## Begin

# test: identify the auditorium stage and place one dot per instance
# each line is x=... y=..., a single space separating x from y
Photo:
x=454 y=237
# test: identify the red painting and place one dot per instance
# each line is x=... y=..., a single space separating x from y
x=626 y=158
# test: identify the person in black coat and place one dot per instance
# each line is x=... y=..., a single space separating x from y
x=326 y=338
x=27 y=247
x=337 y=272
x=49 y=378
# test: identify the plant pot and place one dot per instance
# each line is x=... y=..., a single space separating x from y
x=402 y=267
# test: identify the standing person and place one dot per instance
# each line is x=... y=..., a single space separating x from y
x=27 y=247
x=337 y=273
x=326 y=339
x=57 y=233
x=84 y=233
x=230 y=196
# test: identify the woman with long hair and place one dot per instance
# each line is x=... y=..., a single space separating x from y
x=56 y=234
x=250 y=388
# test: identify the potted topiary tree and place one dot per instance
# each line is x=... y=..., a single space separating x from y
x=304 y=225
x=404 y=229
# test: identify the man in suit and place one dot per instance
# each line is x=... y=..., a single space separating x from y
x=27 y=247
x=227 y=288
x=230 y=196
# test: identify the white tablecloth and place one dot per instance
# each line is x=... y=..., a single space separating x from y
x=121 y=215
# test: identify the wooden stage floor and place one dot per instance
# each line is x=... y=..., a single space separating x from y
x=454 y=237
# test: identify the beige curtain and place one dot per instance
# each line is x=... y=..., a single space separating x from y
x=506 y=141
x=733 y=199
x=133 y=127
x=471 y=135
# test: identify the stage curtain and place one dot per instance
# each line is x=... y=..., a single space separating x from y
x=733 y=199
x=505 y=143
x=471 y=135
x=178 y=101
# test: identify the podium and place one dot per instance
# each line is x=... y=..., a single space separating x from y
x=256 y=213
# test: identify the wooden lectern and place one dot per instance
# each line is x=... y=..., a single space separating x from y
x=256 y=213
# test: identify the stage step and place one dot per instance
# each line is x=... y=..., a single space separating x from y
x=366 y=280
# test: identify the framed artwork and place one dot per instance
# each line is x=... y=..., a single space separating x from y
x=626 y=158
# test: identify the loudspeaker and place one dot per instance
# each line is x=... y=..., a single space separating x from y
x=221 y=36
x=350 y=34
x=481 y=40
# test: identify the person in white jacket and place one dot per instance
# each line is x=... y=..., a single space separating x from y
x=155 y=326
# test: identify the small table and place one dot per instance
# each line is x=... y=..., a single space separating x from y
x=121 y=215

## End

WRITTEN REQUEST
Reproduce everything from the line containing "# test: identify the small" down to the end of the records, with both ends included.

RESPONSE FOR THIS EXERCISE
# test: identify the small table and place one dot per instance
# each line is x=... y=..., a single space separating x from y
x=121 y=215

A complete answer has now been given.